Aufgabe: Suche in den Einträgen unten jede Zeile, in der das Wort „surface“ vorkommt, und schreibe diese Zeilen ab.

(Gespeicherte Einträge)
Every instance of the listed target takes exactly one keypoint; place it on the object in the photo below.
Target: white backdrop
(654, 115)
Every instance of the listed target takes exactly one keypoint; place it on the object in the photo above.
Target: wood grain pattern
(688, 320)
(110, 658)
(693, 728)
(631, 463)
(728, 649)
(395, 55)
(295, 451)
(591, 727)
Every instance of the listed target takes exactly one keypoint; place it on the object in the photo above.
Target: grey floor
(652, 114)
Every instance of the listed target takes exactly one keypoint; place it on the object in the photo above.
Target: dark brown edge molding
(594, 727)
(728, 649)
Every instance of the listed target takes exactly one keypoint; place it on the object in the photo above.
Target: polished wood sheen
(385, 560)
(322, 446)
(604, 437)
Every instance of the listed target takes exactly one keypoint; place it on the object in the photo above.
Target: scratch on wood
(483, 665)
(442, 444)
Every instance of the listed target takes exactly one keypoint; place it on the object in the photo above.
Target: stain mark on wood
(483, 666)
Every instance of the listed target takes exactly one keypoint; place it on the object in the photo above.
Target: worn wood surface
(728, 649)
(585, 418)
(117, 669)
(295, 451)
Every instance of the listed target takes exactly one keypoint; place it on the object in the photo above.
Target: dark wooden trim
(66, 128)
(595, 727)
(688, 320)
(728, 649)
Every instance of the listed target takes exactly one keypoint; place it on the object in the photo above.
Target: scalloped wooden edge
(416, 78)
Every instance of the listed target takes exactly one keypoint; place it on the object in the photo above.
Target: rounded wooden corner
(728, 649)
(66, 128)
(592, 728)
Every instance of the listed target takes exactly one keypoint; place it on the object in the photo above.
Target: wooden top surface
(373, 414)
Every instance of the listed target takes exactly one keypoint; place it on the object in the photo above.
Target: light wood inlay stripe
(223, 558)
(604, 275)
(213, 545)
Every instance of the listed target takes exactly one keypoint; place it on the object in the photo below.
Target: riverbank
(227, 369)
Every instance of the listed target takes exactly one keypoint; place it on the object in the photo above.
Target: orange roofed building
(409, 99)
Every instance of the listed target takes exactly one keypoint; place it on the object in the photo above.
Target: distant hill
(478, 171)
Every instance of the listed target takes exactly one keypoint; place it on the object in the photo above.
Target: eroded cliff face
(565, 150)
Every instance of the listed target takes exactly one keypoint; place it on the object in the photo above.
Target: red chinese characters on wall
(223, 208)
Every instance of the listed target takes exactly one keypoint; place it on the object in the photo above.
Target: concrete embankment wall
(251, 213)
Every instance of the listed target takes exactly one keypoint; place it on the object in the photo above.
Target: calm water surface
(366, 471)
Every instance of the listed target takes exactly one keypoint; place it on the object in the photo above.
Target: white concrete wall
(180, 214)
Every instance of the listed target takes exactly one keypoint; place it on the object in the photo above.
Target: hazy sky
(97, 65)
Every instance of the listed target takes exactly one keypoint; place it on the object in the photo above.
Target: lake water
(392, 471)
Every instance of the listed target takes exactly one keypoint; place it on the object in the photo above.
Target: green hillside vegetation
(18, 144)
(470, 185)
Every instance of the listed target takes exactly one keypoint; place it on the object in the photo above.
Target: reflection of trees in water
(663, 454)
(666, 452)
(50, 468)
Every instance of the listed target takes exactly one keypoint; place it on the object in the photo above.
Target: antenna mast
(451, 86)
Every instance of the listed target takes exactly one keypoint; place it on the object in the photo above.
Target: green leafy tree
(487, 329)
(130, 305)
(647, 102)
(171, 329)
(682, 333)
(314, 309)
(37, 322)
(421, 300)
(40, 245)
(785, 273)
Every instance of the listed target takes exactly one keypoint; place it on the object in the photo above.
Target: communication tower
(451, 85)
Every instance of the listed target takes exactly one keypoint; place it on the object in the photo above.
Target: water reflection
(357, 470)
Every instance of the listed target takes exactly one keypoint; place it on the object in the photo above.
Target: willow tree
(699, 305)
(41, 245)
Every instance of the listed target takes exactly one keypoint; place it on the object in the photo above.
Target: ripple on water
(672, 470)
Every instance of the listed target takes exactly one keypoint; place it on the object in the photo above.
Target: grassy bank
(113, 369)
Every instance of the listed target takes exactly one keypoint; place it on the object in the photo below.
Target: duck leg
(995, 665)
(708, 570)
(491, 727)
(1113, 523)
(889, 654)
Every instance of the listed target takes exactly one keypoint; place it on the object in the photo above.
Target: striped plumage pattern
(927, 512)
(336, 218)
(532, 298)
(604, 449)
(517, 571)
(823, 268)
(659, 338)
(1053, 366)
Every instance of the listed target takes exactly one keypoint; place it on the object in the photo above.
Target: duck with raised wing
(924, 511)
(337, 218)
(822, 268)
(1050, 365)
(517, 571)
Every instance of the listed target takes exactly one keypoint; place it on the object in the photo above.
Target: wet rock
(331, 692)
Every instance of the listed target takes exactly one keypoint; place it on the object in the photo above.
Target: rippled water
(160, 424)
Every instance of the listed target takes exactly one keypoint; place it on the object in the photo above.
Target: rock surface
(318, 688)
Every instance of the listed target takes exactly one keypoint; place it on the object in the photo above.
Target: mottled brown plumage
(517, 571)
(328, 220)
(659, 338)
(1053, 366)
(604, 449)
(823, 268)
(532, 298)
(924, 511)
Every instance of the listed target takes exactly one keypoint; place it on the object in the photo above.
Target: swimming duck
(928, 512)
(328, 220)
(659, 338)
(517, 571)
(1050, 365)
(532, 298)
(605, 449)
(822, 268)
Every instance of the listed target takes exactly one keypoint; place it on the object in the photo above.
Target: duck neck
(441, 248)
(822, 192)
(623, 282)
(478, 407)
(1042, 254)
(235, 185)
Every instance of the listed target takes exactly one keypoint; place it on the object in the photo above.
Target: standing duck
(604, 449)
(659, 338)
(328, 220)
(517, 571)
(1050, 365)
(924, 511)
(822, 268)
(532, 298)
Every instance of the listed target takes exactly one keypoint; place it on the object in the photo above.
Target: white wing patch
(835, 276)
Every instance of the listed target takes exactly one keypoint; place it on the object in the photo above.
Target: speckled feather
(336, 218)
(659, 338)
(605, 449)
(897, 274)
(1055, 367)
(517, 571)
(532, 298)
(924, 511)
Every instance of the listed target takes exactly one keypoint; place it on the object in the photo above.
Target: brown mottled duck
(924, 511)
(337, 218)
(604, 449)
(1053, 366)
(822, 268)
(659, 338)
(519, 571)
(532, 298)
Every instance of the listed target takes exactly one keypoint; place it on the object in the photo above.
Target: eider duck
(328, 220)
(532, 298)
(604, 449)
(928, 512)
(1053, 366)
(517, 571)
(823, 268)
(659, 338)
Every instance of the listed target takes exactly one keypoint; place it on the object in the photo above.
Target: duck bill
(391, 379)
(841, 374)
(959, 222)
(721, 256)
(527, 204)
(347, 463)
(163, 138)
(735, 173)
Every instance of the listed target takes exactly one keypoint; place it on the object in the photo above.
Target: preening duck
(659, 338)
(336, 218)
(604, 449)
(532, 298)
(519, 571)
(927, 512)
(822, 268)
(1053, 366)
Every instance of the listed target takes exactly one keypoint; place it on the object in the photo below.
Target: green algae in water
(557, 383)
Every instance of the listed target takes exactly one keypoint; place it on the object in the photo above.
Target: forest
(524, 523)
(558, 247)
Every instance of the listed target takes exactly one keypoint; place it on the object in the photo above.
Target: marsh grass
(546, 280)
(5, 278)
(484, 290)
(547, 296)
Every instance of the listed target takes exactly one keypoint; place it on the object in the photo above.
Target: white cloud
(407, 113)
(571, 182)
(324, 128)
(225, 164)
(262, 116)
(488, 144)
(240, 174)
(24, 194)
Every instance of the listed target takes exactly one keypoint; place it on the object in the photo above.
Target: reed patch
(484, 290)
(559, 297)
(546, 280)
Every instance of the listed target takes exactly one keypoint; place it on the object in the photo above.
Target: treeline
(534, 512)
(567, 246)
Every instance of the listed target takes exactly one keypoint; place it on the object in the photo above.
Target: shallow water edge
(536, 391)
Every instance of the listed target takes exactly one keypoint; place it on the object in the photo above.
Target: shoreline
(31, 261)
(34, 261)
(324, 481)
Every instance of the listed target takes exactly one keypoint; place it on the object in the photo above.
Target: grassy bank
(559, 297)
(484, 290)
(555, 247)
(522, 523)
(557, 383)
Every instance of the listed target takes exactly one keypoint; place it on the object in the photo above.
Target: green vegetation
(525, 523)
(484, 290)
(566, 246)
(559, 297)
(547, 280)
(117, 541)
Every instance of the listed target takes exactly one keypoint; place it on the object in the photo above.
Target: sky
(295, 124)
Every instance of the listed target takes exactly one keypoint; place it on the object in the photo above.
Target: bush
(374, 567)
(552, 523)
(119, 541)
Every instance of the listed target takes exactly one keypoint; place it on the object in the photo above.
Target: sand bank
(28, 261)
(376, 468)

Lösung:
Target: worn wood surface
Target: wooden top surface
Target: calm water surface
Target: rock surface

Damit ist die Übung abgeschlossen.